* [Work to complete] Rewrite the entries below with every occurrence of "Return" substituted by "Give", keeping everything else unchanged.

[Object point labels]
.....

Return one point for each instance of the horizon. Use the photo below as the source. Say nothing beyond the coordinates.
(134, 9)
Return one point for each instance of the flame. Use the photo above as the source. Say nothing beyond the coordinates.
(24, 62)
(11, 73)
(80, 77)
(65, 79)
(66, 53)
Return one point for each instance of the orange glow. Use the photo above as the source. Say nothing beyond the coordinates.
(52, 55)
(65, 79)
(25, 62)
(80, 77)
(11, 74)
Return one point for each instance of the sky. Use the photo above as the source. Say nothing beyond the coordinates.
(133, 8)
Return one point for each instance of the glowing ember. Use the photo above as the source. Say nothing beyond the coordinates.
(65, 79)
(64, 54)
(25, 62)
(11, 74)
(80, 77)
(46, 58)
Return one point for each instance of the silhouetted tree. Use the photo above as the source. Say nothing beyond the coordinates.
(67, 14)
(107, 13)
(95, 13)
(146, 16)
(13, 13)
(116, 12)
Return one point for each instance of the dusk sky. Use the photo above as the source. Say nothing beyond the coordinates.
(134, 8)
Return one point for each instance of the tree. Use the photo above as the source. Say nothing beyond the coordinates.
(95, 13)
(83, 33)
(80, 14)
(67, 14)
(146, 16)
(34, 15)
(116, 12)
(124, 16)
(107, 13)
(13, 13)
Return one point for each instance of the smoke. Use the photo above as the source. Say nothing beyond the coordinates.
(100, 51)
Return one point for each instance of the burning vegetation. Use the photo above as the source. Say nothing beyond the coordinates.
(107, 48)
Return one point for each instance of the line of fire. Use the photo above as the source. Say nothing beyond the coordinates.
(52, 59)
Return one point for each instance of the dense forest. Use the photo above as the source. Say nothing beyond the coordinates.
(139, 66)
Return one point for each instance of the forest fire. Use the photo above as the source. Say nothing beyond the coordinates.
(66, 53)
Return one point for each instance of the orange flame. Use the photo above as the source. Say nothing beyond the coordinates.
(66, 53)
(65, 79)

.....

* [Solution]
Give one point for each instance of the horizon. Use the photo below as the source. Say nothing beyond the coordinates.
(134, 9)
Give one point for each instance of the flame. Use the photo above as the source. Say nothing beyond the coordinates.
(24, 62)
(11, 73)
(80, 77)
(65, 79)
(66, 53)
Give one point for each instance of the orange glow. Use the photo above as the source. Say nothing beyond the coordinates.
(52, 55)
(65, 79)
(25, 62)
(80, 77)
(11, 74)
Give one point for each instance of the sky. Use the photo above as the source. Say nothing beyond the coordinates.
(133, 8)
Give one point for each instance of the glowing ember. Use the photo above as the source. Say nothing beyond the coordinates.
(65, 79)
(64, 54)
(25, 62)
(11, 74)
(80, 77)
(46, 58)
Give one point for each instance of the silhouetted tree. Use the photo above as the source. Say nothing beyond the coordinates.
(67, 14)
(107, 13)
(95, 13)
(146, 16)
(13, 13)
(116, 12)
Give one point for each instance of the dusk sky. Use the photo above as the source. Say nothing beyond the coordinates.
(134, 8)
Give one point for each instance of the tree. Use the photo above as the source. Say nothing beyond the coordinates.
(95, 13)
(83, 33)
(80, 14)
(67, 14)
(146, 16)
(34, 15)
(116, 12)
(124, 16)
(107, 13)
(13, 13)
Give one point for each instance of the smoke. Use the photo above as the source. Say nothing beyond the coordinates.
(100, 51)
Give one point for each instance of the burning vegetation. Use the photo above as the source. Say nothing beyond the coordinates.
(107, 48)
Give one point for each instance of the line of fire. Use the photo above as the source. Say nothing beyond the coordinates.
(52, 59)
Give one point for each instance of the dense forest. Use the photo above as the source. Say nothing beyond the coordinates.
(139, 66)
Give one point for each instance of the forest fire. Use the photo above as the source. Say nothing beyond the coordinates.
(66, 53)
Give one point for each instance of the orange flame. Use the photo above as the source. Say nothing beyond the coordinates.
(66, 53)
(65, 79)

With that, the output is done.